Take the lines below between the one holding "An <instance> block" and the one holding "630L171 601L123 675L103", inclusive, and copy them exactly. Add nothing.

::::

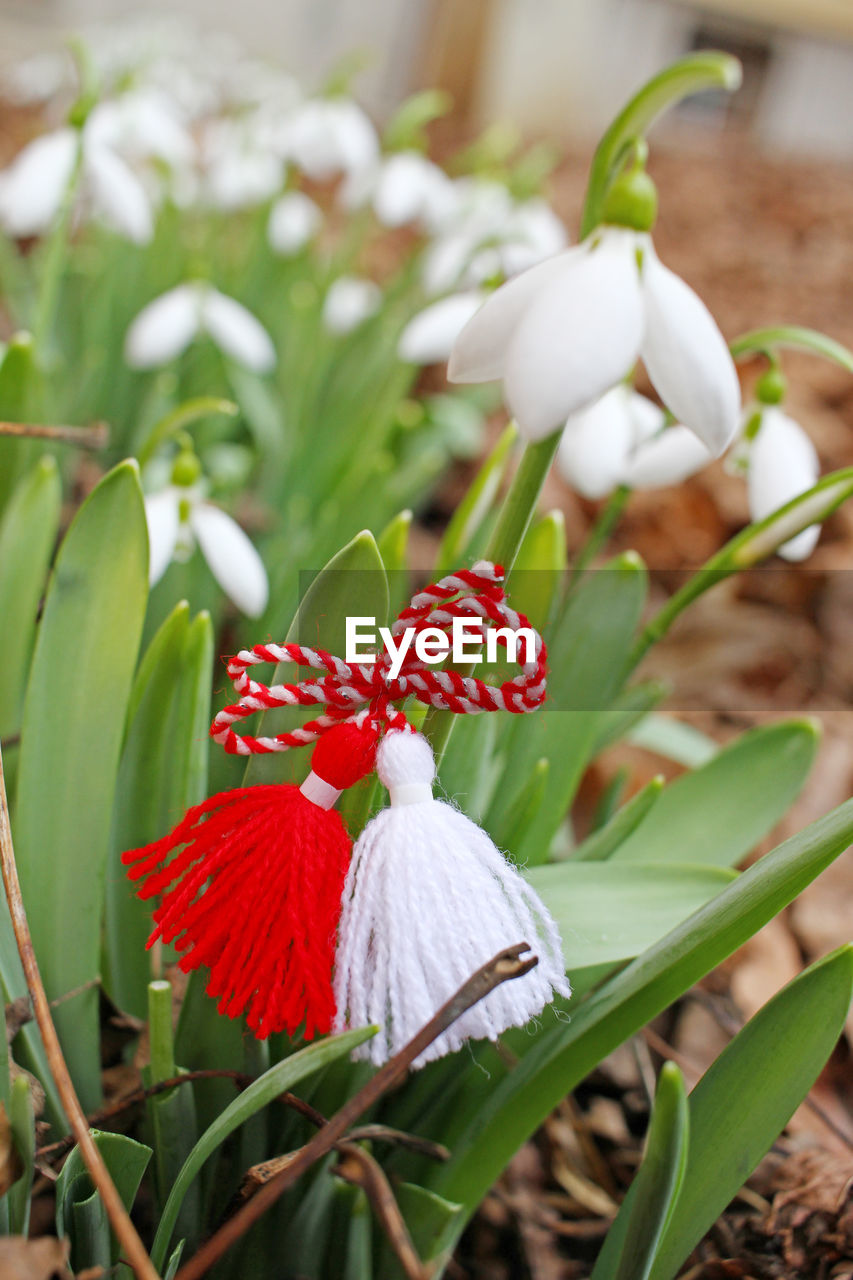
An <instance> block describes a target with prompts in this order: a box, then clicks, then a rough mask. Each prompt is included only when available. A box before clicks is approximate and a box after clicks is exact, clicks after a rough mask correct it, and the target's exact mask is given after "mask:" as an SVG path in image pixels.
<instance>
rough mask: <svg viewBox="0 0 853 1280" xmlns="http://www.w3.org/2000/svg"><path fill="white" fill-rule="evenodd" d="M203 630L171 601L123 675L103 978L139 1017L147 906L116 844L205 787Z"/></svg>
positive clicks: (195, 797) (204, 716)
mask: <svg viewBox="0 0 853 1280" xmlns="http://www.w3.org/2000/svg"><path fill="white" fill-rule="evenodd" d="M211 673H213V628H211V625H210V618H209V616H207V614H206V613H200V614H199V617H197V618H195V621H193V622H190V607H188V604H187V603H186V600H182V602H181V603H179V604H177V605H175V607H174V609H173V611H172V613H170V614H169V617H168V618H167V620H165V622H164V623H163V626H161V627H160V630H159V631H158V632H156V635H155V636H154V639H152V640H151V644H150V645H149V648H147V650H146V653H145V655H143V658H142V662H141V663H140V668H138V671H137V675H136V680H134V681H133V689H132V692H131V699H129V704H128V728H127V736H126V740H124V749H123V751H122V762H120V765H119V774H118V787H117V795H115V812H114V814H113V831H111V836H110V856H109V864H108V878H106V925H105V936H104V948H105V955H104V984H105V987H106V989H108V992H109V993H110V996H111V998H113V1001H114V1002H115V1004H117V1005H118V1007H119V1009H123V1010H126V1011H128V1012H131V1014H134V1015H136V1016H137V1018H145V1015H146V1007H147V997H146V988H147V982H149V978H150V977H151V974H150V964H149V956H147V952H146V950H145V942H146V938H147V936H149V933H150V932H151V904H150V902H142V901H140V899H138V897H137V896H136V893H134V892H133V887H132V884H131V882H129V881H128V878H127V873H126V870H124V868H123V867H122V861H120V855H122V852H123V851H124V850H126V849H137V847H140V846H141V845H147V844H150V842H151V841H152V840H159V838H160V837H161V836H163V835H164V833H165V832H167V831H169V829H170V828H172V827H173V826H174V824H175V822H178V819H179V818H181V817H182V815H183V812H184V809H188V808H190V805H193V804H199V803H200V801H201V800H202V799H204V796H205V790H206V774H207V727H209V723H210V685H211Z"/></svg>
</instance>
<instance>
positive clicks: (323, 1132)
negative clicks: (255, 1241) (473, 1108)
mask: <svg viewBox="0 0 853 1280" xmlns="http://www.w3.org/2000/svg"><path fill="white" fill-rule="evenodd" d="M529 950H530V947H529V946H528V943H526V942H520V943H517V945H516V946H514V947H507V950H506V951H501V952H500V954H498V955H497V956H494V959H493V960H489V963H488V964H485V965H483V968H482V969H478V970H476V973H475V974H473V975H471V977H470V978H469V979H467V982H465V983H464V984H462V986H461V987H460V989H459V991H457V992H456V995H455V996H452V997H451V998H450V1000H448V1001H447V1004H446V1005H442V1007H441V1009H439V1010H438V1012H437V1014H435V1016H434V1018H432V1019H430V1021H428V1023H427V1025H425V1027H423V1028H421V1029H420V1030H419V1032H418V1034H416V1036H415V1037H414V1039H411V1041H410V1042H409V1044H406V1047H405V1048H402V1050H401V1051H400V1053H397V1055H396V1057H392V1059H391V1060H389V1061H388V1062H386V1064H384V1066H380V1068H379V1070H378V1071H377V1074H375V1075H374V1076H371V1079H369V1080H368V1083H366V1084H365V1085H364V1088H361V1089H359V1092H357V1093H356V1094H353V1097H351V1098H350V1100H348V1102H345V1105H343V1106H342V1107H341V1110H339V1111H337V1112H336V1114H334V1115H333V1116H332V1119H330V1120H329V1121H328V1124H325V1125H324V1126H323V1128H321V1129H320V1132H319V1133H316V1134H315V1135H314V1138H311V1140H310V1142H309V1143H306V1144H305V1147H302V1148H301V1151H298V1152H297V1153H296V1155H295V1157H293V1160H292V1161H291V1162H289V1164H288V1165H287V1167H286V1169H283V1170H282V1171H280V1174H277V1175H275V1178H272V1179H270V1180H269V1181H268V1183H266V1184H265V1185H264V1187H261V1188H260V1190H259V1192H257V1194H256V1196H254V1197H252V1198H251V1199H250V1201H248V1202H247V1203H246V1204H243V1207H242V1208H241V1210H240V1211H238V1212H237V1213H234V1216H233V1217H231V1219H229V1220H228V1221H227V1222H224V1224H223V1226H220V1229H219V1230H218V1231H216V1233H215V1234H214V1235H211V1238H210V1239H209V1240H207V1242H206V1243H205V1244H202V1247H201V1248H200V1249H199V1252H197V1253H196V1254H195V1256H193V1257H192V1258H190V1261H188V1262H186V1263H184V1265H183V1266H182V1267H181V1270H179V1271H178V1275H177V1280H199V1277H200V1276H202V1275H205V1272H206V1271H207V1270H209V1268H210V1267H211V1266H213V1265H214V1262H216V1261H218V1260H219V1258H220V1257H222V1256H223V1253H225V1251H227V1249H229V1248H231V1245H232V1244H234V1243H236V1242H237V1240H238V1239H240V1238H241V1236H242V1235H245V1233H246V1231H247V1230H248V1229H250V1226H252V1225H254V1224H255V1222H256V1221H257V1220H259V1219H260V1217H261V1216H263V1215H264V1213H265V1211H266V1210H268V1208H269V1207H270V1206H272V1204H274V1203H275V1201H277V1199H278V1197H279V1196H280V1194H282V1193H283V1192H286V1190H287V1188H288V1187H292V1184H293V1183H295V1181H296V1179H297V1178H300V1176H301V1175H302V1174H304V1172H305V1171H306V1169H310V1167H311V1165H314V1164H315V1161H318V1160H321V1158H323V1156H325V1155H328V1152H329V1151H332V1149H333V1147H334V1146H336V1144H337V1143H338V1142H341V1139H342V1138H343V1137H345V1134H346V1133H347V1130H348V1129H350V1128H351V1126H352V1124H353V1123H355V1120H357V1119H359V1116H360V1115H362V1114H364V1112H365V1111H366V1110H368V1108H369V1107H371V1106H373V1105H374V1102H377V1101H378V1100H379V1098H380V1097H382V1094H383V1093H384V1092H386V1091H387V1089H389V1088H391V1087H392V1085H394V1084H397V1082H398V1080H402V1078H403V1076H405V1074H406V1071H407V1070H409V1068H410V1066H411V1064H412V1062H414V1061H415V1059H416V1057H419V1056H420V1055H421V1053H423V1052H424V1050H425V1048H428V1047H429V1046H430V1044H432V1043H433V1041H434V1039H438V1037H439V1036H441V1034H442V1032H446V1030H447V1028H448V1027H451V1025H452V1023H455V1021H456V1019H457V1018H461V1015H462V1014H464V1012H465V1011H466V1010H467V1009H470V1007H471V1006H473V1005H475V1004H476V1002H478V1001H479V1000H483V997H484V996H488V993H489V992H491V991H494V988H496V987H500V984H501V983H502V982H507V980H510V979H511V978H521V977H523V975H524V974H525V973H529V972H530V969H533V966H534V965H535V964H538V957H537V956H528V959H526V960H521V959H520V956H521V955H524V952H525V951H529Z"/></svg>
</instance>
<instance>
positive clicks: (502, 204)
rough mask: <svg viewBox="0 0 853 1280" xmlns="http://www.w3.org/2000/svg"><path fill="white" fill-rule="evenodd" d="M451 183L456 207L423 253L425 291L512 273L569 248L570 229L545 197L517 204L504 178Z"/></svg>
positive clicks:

::::

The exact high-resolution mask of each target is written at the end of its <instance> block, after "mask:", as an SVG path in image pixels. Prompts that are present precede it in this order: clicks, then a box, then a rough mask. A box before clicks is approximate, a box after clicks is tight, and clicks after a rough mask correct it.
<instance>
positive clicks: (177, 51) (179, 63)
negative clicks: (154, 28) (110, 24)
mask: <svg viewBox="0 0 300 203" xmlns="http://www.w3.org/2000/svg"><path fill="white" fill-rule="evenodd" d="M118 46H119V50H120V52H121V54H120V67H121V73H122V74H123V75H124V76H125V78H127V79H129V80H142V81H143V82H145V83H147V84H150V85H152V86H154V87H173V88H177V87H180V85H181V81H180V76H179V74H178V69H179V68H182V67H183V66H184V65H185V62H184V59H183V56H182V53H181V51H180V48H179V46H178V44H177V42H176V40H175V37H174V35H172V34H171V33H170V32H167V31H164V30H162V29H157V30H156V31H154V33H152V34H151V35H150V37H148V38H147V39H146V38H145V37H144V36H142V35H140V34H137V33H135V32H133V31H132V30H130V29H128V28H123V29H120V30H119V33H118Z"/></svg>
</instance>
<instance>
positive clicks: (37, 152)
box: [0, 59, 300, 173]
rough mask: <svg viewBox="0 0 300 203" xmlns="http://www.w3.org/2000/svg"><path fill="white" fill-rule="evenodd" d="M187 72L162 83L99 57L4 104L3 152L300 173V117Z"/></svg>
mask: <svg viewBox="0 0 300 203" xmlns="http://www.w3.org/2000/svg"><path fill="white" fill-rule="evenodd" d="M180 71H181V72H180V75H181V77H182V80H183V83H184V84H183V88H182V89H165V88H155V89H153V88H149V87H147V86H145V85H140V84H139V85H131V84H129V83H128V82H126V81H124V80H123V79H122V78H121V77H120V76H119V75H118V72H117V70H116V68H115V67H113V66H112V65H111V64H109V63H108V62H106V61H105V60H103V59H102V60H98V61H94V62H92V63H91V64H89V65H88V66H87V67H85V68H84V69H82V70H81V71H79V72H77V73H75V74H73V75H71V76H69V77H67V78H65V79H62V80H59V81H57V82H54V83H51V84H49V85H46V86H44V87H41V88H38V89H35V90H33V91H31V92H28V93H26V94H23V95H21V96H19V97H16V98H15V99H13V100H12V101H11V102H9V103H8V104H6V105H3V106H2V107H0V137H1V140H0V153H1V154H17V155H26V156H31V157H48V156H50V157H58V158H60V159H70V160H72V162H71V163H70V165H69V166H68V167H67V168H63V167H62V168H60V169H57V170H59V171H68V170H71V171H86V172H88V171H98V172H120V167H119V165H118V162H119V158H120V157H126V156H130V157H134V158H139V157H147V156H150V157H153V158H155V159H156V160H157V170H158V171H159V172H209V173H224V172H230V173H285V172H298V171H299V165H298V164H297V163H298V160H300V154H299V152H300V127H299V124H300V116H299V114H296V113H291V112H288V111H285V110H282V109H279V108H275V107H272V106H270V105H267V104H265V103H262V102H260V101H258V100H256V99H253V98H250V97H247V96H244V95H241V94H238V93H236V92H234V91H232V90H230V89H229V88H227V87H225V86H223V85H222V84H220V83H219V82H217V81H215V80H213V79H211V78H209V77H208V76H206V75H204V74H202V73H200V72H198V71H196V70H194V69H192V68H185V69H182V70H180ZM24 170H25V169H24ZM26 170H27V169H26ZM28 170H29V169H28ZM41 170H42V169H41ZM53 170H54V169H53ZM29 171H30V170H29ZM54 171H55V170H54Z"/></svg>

::::

## EXPECTED ANSWER
An <instance> block describes a target with prompts in this order: a box, then clicks, then a rough mask. Each prompt is included only when available. A box before clicks is approximate and a box after clicks is exact, clicks after a rough mask correct it, and the target's exact mask is given after "mask:" as an SVG path in image pixels.
<instance>
rough mask: <svg viewBox="0 0 853 1280" xmlns="http://www.w3.org/2000/svg"><path fill="white" fill-rule="evenodd" d="M203 630L171 601L123 675L103 978L139 1017L147 906L116 844L205 787Z"/></svg>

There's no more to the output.